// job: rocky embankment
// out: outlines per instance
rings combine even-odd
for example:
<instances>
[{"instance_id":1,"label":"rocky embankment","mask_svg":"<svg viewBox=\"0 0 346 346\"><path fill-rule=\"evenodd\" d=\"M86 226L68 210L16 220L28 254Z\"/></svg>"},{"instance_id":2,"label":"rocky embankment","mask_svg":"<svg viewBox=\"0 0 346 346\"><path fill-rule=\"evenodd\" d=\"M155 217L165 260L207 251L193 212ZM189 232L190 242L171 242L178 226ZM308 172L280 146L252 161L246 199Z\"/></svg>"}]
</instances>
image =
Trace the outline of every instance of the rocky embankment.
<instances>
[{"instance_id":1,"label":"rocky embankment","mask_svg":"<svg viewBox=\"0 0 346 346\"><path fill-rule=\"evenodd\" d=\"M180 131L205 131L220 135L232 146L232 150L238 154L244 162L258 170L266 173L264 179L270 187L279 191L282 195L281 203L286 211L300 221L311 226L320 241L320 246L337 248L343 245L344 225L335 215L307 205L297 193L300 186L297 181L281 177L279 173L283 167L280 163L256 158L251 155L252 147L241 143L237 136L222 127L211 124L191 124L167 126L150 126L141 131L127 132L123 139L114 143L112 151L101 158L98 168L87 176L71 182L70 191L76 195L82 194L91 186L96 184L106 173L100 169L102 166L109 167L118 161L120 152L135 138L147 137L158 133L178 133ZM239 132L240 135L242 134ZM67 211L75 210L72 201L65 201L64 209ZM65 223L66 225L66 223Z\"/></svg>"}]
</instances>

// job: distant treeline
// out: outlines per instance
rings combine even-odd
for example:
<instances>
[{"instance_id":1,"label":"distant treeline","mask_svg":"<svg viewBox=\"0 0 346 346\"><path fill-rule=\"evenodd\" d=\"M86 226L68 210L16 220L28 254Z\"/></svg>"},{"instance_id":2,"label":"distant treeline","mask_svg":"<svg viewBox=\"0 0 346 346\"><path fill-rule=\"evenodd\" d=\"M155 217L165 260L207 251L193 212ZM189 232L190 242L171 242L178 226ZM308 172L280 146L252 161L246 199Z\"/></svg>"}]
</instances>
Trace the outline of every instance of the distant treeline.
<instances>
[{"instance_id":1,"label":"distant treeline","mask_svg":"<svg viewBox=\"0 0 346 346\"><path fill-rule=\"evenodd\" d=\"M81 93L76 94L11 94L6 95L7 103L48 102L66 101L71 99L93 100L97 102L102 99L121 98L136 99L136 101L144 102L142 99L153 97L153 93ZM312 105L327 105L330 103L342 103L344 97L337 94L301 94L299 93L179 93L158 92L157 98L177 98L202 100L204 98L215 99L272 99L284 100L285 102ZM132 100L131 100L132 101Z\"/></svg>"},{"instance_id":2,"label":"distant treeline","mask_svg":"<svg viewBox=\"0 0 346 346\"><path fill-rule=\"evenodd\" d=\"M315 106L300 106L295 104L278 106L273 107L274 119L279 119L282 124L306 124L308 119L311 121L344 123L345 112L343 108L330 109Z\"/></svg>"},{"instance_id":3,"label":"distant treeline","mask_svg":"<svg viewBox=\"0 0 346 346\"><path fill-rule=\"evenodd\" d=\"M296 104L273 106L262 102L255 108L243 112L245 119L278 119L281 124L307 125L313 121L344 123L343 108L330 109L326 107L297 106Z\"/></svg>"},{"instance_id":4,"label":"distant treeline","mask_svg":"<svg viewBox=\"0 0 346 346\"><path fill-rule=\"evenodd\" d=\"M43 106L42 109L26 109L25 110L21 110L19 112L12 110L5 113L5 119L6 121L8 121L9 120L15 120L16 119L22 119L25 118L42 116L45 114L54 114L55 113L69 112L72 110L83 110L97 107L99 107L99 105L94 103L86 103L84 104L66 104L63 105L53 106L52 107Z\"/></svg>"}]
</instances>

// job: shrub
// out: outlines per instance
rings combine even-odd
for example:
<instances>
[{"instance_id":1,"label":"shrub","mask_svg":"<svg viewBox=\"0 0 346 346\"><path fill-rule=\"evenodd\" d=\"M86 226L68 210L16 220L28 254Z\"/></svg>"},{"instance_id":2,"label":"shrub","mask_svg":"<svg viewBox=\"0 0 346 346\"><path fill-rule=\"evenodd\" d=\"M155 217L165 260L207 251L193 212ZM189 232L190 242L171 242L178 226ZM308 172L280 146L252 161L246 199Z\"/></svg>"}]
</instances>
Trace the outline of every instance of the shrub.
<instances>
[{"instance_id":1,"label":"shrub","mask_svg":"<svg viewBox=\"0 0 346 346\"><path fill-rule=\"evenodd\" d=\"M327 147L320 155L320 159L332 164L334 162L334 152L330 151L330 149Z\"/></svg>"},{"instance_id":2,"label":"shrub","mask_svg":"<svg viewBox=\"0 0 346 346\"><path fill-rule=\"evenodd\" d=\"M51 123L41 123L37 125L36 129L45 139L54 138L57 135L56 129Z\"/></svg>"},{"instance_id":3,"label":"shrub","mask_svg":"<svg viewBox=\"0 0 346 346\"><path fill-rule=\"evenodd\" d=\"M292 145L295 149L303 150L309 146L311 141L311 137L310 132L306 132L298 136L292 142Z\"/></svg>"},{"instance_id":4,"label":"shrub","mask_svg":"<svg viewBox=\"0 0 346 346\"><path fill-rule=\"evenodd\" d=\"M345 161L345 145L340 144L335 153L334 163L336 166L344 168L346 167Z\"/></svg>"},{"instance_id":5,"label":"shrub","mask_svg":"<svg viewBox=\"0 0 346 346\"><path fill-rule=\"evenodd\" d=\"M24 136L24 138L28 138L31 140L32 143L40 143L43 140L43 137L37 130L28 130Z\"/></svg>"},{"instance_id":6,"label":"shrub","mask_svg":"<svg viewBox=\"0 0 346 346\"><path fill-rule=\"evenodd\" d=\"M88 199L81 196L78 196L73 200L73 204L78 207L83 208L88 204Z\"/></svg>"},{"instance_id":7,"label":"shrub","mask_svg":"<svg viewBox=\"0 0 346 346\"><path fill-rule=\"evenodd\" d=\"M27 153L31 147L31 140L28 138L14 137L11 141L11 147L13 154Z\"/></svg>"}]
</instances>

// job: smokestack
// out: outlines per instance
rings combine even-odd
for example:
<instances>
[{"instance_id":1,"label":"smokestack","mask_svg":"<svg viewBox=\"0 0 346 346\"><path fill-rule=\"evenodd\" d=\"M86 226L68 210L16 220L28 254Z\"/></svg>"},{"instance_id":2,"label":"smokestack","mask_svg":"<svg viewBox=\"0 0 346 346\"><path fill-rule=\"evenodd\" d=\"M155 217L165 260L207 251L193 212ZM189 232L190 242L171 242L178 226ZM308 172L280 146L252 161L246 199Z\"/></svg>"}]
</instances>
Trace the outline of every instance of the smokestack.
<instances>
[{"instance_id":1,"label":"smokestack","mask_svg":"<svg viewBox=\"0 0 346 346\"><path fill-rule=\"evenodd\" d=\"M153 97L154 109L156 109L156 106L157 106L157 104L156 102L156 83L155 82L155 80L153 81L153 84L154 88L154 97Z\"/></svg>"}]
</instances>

☆ ☆ ☆ ☆ ☆

- EXERCISE
Count the lines in the records above that contain the string "distant", matching case exactly. Reply with that number only.

- ANSWER TO THE PROBLEM
4